> [DESCRIPTION OF THE TASK] Copy the Auditor-General's overview of the 2020/21 central government audits word for word, in full.

BEGIN SELECTED TEXT

Auditor-General's overview

Observations from our central government audits: 2020/21.

E ngā mana, e ngā reo, e ngā karangarangatanga maha o te motu, tēnā koutou.

The public sector is under significant and sustained pressure. The response to, and recovery from, Covid-19 is creating new and additional expectations on the public service, while restrictions due to the pandemic make it harder to meet those expectations. The Government is also introducing major reforms across the public sector, including to the health sector, the tertiary education sector, water management, and resource management, as well as increasing its response to climate change.

The public sector has responded well to this pressure. It has, for the most part, delivered what is expected of it, helped mitigate the effects of Covid-19, and actively progressed implementation of the various reforms. As a country, we can be proud of what our public sector has achieved since Covid-19 first emerged.

However, this work comes at a cost. Public servants continue to be under significant pressure, particularly those who have worked relentlessly on leading the Covid-19 response and the reforms. There is also a significant financial cost to the Government's response to Covid-19 and its reform agenda.

END SELECTED TEXT
BEGIN RECORDS SHOWN

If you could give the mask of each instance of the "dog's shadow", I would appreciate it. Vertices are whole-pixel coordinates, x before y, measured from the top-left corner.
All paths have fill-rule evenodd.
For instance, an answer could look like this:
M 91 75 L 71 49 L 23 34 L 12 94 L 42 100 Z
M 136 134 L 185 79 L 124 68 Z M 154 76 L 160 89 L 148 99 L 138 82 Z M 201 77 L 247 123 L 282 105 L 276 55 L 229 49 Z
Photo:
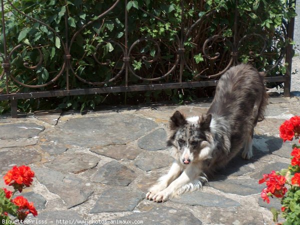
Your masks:
M 253 157 L 250 160 L 244 159 L 242 157 L 242 150 L 232 158 L 227 165 L 216 171 L 209 177 L 210 181 L 220 181 L 229 176 L 238 176 L 246 174 L 258 172 L 254 168 L 253 163 L 260 159 L 270 160 L 272 155 L 277 155 L 290 158 L 292 145 L 284 143 L 282 139 L 272 136 L 254 135 L 253 139 Z M 268 156 L 270 156 L 270 157 Z

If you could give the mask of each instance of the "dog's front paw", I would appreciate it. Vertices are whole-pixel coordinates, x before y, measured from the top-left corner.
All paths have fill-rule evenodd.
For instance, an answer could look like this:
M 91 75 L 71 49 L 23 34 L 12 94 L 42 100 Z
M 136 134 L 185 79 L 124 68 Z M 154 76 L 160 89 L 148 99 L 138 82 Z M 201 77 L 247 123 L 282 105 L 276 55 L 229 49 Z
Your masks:
M 243 151 L 242 154 L 242 157 L 247 160 L 251 159 L 252 156 L 253 156 L 252 151 Z
M 146 194 L 146 199 L 154 200 L 153 197 L 161 190 L 164 189 L 164 186 L 160 185 L 156 185 L 150 188 L 148 193 Z
M 153 197 L 153 200 L 156 202 L 164 202 L 168 200 L 170 194 L 166 191 L 160 191 Z

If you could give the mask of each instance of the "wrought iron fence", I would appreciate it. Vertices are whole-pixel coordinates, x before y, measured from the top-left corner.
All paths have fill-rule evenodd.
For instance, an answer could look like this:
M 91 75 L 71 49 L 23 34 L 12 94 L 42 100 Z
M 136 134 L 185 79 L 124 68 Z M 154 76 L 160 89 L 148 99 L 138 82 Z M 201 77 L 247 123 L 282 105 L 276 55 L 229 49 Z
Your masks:
M 267 40 L 262 34 L 241 34 L 239 32 L 240 30 L 239 27 L 240 22 L 236 7 L 235 12 L 232 12 L 234 22 L 232 29 L 232 34 L 224 36 L 224 34 L 216 34 L 210 37 L 205 37 L 205 30 L 202 31 L 201 28 L 203 27 L 203 24 L 209 23 L 210 20 L 213 19 L 216 11 L 202 15 L 198 19 L 195 20 L 192 24 L 186 24 L 184 20 L 184 15 L 186 12 L 182 4 L 180 30 L 173 34 L 174 42 L 169 43 L 170 45 L 166 48 L 162 46 L 164 44 L 166 45 L 166 43 L 162 43 L 160 40 L 156 40 L 146 36 L 136 37 L 136 40 L 132 40 L 132 34 L 129 33 L 128 18 L 130 18 L 130 15 L 128 15 L 126 7 L 128 4 L 128 0 L 116 0 L 112 2 L 110 8 L 92 20 L 82 25 L 72 35 L 68 32 L 70 25 L 66 12 L 62 16 L 65 24 L 64 32 L 62 33 L 22 12 L 14 6 L 12 0 L 1 0 L 2 37 L 4 49 L 2 54 L 3 70 L 0 76 L 0 79 L 5 81 L 5 88 L 2 89 L 0 94 L 0 100 L 10 101 L 13 117 L 18 116 L 16 101 L 21 99 L 214 86 L 218 83 L 218 78 L 230 66 L 241 62 L 242 52 L 244 51 L 244 53 L 245 51 L 248 52 L 246 53 L 248 61 L 256 64 L 256 67 L 259 67 L 260 70 L 265 71 L 268 74 L 266 78 L 266 82 L 284 83 L 284 95 L 285 96 L 290 95 L 292 46 L 284 44 L 280 46 L 280 49 L 276 49 L 280 42 L 286 43 L 287 40 L 292 39 L 294 19 L 288 24 L 282 22 L 282 27 L 276 31 L 279 35 L 276 37 L 275 40 Z M 9 5 L 14 12 L 6 12 L 6 5 Z M 80 63 L 82 66 L 84 61 L 82 61 L 84 63 L 78 63 L 78 59 L 73 58 L 72 51 L 74 51 L 74 46 L 78 39 L 82 38 L 81 36 L 86 32 L 87 28 L 97 22 L 104 21 L 106 17 L 110 13 L 116 10 L 117 7 L 120 9 L 120 5 L 122 5 L 121 8 L 124 11 L 124 17 L 119 19 L 122 20 L 122 23 L 124 24 L 124 36 L 120 39 L 108 37 L 105 42 L 94 44 L 92 54 L 94 64 L 90 70 L 90 73 L 95 74 L 104 73 L 105 70 L 102 68 L 106 67 L 108 68 L 110 75 L 104 78 L 102 76 L 100 80 L 98 80 L 98 77 L 95 75 L 90 80 L 90 76 L 86 76 L 84 73 L 80 73 L 78 67 Z M 168 23 L 144 10 L 142 7 L 139 6 L 138 10 L 144 14 L 145 17 L 156 20 L 162 24 L 166 25 Z M 23 42 L 16 43 L 12 49 L 8 49 L 8 41 L 9 41 L 6 37 L 6 28 L 8 25 L 6 23 L 4 13 L 6 15 L 14 13 L 22 15 L 28 21 L 37 24 L 36 26 L 46 28 L 55 37 L 53 45 L 56 45 L 56 47 L 60 50 L 60 54 L 63 56 L 63 60 L 57 71 L 54 73 L 54 75 L 48 76 L 48 74 L 49 77 L 46 78 L 44 82 L 38 82 L 36 74 L 39 72 L 39 68 L 46 61 L 43 52 L 44 46 L 30 46 L 26 42 Z M 192 40 L 196 39 L 191 37 L 199 34 L 204 35 L 205 38 L 201 39 L 202 41 L 204 40 L 204 41 L 192 43 Z M 130 40 L 128 40 L 130 36 L 131 37 Z M 192 47 L 186 48 L 187 42 L 190 42 L 194 46 L 192 45 Z M 245 49 L 246 45 L 244 43 L 251 42 L 258 43 L 260 46 L 252 46 L 255 49 L 253 50 L 248 49 L 248 47 Z M 104 51 L 106 51 L 104 45 L 105 45 L 105 48 L 111 47 L 112 49 L 108 49 L 108 51 L 106 50 L 106 57 L 99 57 L 100 55 L 104 54 Z M 141 50 L 144 49 L 144 49 L 146 45 L 154 50 L 149 55 L 143 53 L 142 50 Z M 173 57 L 168 58 L 164 57 L 162 48 L 164 48 L 163 51 L 171 49 L 169 53 L 173 53 Z M 118 50 L 113 54 L 117 49 Z M 20 52 L 23 54 L 30 51 L 36 52 L 35 57 L 38 59 L 36 63 L 30 60 L 26 61 L 26 58 L 24 56 L 23 63 L 21 66 L 17 66 L 17 64 L 14 63 L 16 58 L 19 57 L 21 54 Z M 270 57 L 270 59 L 268 60 L 268 64 L 260 64 L 258 63 L 260 56 L 270 54 L 272 51 L 277 53 L 276 58 Z M 108 54 L 110 53 L 110 55 Z M 84 59 L 85 54 L 83 54 L 82 59 Z M 195 62 L 197 56 L 199 59 L 198 62 Z M 112 58 L 110 59 L 109 57 Z M 135 60 L 138 58 L 138 61 Z M 134 68 L 134 62 L 139 63 L 140 67 Z M 275 76 L 274 74 L 270 76 L 271 71 L 285 63 L 288 64 L 285 74 L 278 73 Z M 88 66 L 88 63 L 86 62 L 84 65 Z M 20 67 L 18 68 L 19 70 L 22 67 L 24 73 L 32 76 L 29 82 L 20 80 L 14 73 L 18 67 Z M 185 73 L 188 74 L 188 76 L 184 76 Z M 134 79 L 132 79 L 132 77 Z M 70 79 L 74 80 L 74 79 L 77 81 L 76 86 L 70 82 Z M 66 82 L 66 88 L 64 89 L 58 84 L 61 82 L 62 79 Z M 23 89 L 16 92 L 10 85 L 10 82 Z

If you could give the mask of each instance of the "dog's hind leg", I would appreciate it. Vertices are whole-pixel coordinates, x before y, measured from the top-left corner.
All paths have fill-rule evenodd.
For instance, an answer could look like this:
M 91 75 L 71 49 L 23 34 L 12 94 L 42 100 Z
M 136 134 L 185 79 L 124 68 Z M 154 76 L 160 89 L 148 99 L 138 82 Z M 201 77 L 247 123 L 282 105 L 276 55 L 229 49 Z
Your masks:
M 252 131 L 250 134 L 248 135 L 244 142 L 244 148 L 242 153 L 242 157 L 244 159 L 249 160 L 253 156 L 253 152 L 252 149 L 252 140 L 253 139 L 253 132 Z
M 168 174 L 158 179 L 158 183 L 150 188 L 148 193 L 146 194 L 146 199 L 152 199 L 158 193 L 166 188 L 172 181 L 179 176 L 182 170 L 182 166 L 178 162 L 174 162 Z

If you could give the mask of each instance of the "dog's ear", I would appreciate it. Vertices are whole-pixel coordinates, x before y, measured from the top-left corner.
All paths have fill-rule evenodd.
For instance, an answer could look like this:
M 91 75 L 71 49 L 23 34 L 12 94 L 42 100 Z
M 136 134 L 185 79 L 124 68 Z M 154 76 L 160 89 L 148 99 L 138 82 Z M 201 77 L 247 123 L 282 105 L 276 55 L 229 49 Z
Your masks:
M 211 114 L 208 114 L 206 116 L 202 115 L 199 118 L 200 129 L 203 130 L 209 130 L 210 122 L 212 122 Z
M 178 128 L 182 127 L 186 123 L 186 120 L 184 115 L 179 111 L 176 111 L 171 117 L 170 122 L 170 129 L 176 130 Z

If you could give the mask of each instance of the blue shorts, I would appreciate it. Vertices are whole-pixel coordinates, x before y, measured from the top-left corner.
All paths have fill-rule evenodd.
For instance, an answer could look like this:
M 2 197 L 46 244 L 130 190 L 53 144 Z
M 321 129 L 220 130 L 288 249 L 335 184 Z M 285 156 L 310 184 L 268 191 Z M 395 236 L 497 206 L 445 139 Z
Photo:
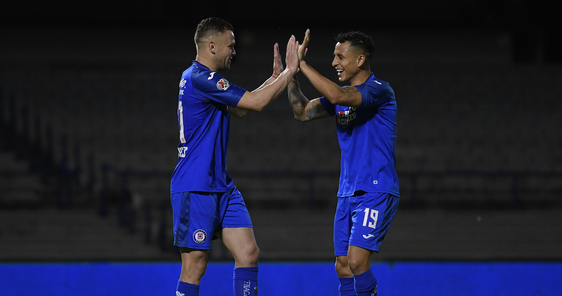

END RECORDS SHOWN

> [EXERCISE SOLUTION]
Auditor-General's overview

Observations from our central government audits: 2020/21.

E ngā mana, e ngā reo, e ngā karangarangatanga maha o te motu, tēnā koutou.

The public sector is under significant and sustained pressure. The response to, and recovery from, Covid-19 is creating new and additional expectations on the public service, while restrictions due to the pandemic make it harder to meet those expectations. The Government is also introducing major reforms across the public sector, including to the health sector, the tertiary education sector, water management, and resource management, as well as increasing its response to climate change.

The public sector has responded well to this pressure. It has, for the most part, delivered what is expected of it, helped mitigate the effects of Covid-19, and actively progressed implementation of the various reforms. As a country, we can be proud of what our public sector has achieved since Covid-19 first emerged.

However, this work comes at a cost. Public servants continue to be under significant pressure, particularly those who have worked relentlessly on leading the Covid-19 response and the reforms. There is also a significant financial cost to the Government's response to Covid-19 and its reform agenda.